§ EXERCISE INSTRUCTIONS
1. Using the article on the Indian Health Service, answer these:
(a) Which consulting company wrote the 161-page report?
(b) Which newspaper later joined The New York Times's Freedom of Information Act lawsuit?
(c) When was Mr. Weber convicted of sex crimes committed at his home in Pine Ridge, S.D.?
2. In the article on the Indian Health Service, write out the passage from "The report’s release" to "to the public." with "pediatrician" swapped for "physician".

§ SELECTED TEXT
============
Indian Health Service ‘Willfully Ignored’ Sexual Abuse by Doctor, Report Finds
WASHINGTON — An independent report commissioned by the Indian Health Service found that officials at the federal agency silenced and punished whistle-blowers in an effort to protect a doctor who sexually abused boys on several Native American reservations for decades.
At the same time, the report, written early last year but kept private until now, found that members of I.H.S. management “willfully ignored or actively suppressed any efforts to address the dangers themselves.”
The 161-page report by Integritas Creative Solutions, a consulting company, was obtained through a Freedom of Information Act lawsuit brought against the I.H.S. by The New York Times and later joined by The Wall Street Journal. It concludes that I.H.S. leaders went out of their way to ignore the allegations against Stanley Patrick Weber, the former physician, because addressing them would be “awkward, arduous, inconvenient, messy and embarrassing.”
The report’s release comes after a federal appeals court ruled last week that the I.H.S. had to release the independent assessment on how Mr. Weber, who worked as a pediatrician for the agency, sexually preyed on Native American boys for decades. The decision affirmed a lower-court ruling in The Times’s lawsuit seeking to have the report released to the public.
Mr. Weber is currently serving multiple life sentences after federal investigations in both South Dakota and Montana. He was convicted in September 2019 of committing sex crimes against boys as young as 9 between 1994 and 2011 at his home in Pine Ridge, S.D., and in 2018, Mr. Weber was convicted of abusing young boys in Montana.
============
§ EXTRACTED ENTRIES
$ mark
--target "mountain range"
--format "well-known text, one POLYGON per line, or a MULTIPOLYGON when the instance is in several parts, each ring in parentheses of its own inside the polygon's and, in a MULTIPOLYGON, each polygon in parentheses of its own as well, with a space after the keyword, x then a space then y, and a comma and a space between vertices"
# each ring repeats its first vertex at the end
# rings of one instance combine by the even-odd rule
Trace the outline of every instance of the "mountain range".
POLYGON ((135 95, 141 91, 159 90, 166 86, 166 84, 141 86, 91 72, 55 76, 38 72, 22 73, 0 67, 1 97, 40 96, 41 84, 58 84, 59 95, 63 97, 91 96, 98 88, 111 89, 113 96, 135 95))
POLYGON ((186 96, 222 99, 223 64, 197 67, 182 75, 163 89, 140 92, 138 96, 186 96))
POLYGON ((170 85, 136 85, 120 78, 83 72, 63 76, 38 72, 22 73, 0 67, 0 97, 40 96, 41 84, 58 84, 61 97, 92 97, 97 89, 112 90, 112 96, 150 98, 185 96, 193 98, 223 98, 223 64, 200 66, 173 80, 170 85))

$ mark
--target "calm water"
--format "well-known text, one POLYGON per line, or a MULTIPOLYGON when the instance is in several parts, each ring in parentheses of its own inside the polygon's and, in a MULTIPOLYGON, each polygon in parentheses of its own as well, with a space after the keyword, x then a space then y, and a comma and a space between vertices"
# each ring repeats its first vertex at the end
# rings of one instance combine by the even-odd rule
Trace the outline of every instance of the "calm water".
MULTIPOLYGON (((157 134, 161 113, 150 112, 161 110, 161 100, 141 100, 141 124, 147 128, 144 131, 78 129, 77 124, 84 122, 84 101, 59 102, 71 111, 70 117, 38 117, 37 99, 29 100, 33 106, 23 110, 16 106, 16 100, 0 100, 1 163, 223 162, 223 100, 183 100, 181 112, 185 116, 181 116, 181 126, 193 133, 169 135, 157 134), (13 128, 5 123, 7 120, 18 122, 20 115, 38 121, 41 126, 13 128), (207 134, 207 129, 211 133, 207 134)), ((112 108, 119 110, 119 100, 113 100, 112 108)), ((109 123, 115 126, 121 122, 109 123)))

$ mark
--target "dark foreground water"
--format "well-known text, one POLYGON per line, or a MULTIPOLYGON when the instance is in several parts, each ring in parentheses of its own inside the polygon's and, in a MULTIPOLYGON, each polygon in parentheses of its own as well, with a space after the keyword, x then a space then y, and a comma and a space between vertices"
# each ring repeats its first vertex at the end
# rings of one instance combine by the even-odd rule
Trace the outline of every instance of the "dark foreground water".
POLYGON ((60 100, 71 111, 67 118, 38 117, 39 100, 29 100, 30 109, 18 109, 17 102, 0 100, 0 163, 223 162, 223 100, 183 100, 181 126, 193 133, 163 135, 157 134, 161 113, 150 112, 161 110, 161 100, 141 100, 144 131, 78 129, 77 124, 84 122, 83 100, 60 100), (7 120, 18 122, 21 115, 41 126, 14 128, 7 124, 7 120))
============
§ ANSWERS BY TASK
1.
(a) Integritas Creative Solutions
(b) The Wall Street Journal
(c) September 2019

2.
The report’s release comes after a federal appeals court ruled last week that the I.H.S. had to release the independent assessment on how Mr. Weber, who worked as a physician for the agency, sexually preyed on Native American boys for decades. The decision affirmed a lower-court ruling in The Times’s lawsuit seeking to have the report released to the public.